**Tarea 1**
Resume en dos oraciones el texto sobre el poemario La lengua rota.
**Tarea 2**
Haz una lista de los activistas que el texto sobre La lengua rota nombra por su nombre propio.
**Tarea 3**
Sigue escribiendo el texto sobre el poemario La lengua rota a partir de su última oración.

Los cuarenta y cuatro poemas, organizados bajo las secciones “La lengua rota”, “La carretera invisible”, “Talidomida” y nuevamente “La lengua rota”, abundan en nombres propios a modo de títulos, todos correspondientes a activistas (hombres, mujeres, niños) de diferentes causas, lugares y tiempos, con el común denominador de haber muerto violenta e injustamente a manos de las diferentes formas que tiene el poder para perpetuarse. Javier Verdejo, estudiante y militante de izquierda asesinado a los 19 años por la Guardia Civil Española; Salwa Bugaighis, abogada defensora de los Derechos Humanos asesinada por la dictadura de Muamar el Gadafi en Libia; David Kato, activista LGTBI asesinado a martillazos en Uganda; sólo por mencionar algunos de los sujetos mencionados. Los dos poemas llamados “Málaga-Almería” que conforman el segundo apartado aluden a una masacre llevada a cabo por tropas franquistas en 1937. Por su parte, Talidomida, nombre de la tercera sección, hace referencia a un medicamento que ocasionó malformaciones en fetos expuestos a este durante su gestación, y cuya empresa productora nunca compareció ante la ley. Todos estos datos no se encuentran manifiestos en el texto, sino que se detallan en un apéndice al final.
Es evidente que, a través de la explicitación de los referentes, el autor quiere dejar clara la intención política —en el mejor sentido de la palabra, es decir, humana— que informa los poemas, entregándolos al lector como un acto de recuperación de una porción silenciada de memoria histórica y colectiva, como un ajuste de cuentas con la realidad. Sin embargo, me parece que el mérito del conjunto se encuentra justamente en su capacidad de sostenerse en sí mismo, más allá de cualquier motivación extratextual. Uno de los poemas nos dice que la poesía es un idioma, y luego que “un idioma es un animal que mira y un animal que mira es siempre un mundo entero”. En su decir riguroso, controlado, bien construido rítmicamente, abundante en imágenes inéditas, difíciles a veces, los poemas comunican más allá de la voluntad declarada en la superficie. El valor de La lengua rota reside, a fin de cuentas, en su condición de poesía, único idioma posible ante una realidad inverosímil, escabrosa.

**Datos proporcionados**

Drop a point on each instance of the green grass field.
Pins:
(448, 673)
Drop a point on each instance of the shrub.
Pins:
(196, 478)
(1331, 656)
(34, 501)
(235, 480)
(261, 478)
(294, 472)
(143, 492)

**Respuesta 1**
Los cuarenta y cuatro poemas de La lengua rota llevan muchas veces como título el nombre de activistas de distintas causas, lugares y épocas que murieron de forma violenta e injusta a manos del poder, y los datos de cada caso se explican en un apéndice al final. Aunque el autor deja clara su intención política de recuperar una parte silenciada de la memoria histórica, el texto sostiene que el valor del libro está en su condición de poesía, que se sostiene por sí misma más allá de cualquier motivo ajeno al texto.

**Respuesta 2**
- Javier Verdejo
- Salwa Bugaighis
- David Kato

**Respuesta 3**
En pleno dominio de sus medios, lejos de caer en las facilidades y descuidos que muchas veces abundan en la llamada literatura ‘comprometida’, Quinto construye un universo poético consistente, valiéndose de una palabra que se mueve entre lo escuetamente descriptivo y lo proverbial, que observa y dice, pero que también parece palpar, oler, experimentar sensorialmente lo que acontece en una realidad cuya dicotomía interior/exterior se disuelve. Rota la lengua y truncada la posibilidad de decir con ella, todo se vuelve cuerpo. La voz se transforma en una sucesión delicada de gestos para entrar en contacto con los detalles más íntimos, aparentemente nimios, de esos otros cuerpos que han sido silenciados (“los bordes calcinados / tras el oficio de la bala / son un párpado abierto”) o simplemente desapercibidos entre el ruido del mundo (como el de una mariposa luchando por su vida contra la luz de una bombilla encendida: “un sonido pequeño y ritual / como de corazón bajo la escarcha. / Un morse susurrando / la estructura de un grito”).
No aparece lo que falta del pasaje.